(Records from a collection)
---
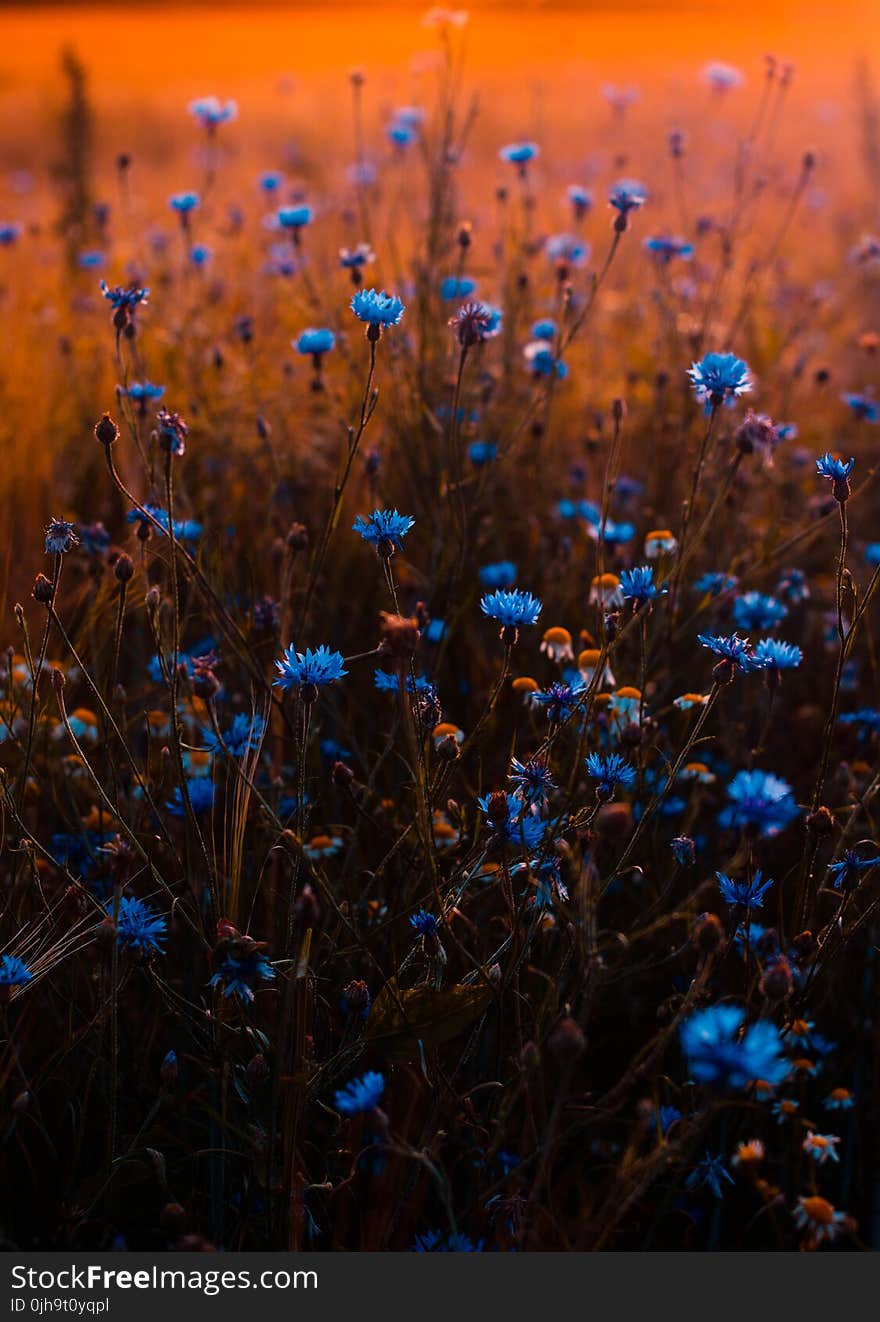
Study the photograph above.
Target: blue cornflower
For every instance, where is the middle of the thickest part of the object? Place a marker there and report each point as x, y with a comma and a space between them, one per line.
626, 196
210, 111
778, 656
201, 796
609, 771
847, 870
761, 801
144, 390
719, 378
315, 341
715, 583
512, 608
138, 928
500, 574
708, 1173
747, 894
242, 737
531, 780
377, 310
424, 923
665, 247
838, 472
456, 287
519, 154
312, 668
127, 299
638, 584
436, 1242
360, 1095
295, 217
735, 651
866, 407
757, 611
559, 701
13, 972
61, 537
383, 529
238, 973
184, 202
685, 850
719, 1052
---
Reproduce every line of the material above, requests included, with each x and y coordinate in the answers shifted by -124. Leave the pictures out.

* [Response to this exercise]
Study the photograph above.
Target: blue cornflower
For every instance, where is the middle of the thickest part of the object? Place a marker there and report each point as x, y with a comma and a space between them, one per line.
502, 72
86, -13
654, 532
77, 672
485, 647
723, 746
637, 677
20, 266
595, 254
191, 217
591, 459
388, 484
14, 804
376, 450
584, 1049
623, 770
118, 613
407, 656
253, 186
300, 799
541, 123
714, 348
332, 163
395, 30
188, 544
3, 175
514, 460
312, 1118
236, 971
171, 93
611, 527
742, 283
633, 487
435, 577
-111, 848
-63, 413
259, 405
114, 849
60, 78
561, 726
595, 928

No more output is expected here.